--- BEGIN Records for processing ---

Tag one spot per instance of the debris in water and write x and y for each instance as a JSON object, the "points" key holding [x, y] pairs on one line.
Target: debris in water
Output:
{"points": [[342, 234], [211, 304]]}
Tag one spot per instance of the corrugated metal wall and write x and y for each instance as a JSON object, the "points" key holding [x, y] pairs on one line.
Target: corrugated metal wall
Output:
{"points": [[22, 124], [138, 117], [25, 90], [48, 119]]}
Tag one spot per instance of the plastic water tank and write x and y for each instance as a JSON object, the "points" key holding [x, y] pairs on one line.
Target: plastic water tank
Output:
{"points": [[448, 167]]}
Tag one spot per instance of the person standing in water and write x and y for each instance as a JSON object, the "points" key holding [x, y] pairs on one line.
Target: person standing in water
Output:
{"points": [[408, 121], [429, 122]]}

--- END Records for processing ---

» Given problem
Format the records above as a two-column CSV with the headers "request" and "answer" and one row for each record. Put each record's text and its answer in a single quoted field, with line breaks replaced by spaces.

» Worked answer
request,answer
"Tag one spot per instance of the debris in water and write x and y for each instance as a JSON object, the ""points"" key holding [x, y] pairs on one line. Target: debris in water Output:","{""points"": [[342, 234], [211, 304]]}"
"Tag one spot per instance of the corrugated metal wall and write x and y for each instance as a JSON object, the ""points"" key holding [x, y] pairs on one line. Target: corrugated metal wall Output:","{""points"": [[22, 124], [138, 117], [25, 90], [48, 119]]}"
"Tag one spot per instance of the plastic water tank and write x and y for each instance as a JSON object, the ""points"" key holding [x, y] pairs on one line. Target: plastic water tank Output:","{""points"": [[448, 167]]}"
"Tag one spot per instance of the person standing in water and write x and y for each instance as a JSON object, the ""points"" key holding [x, y] pairs on one line. Target: person standing in water Output:","{""points"": [[408, 121], [429, 122]]}"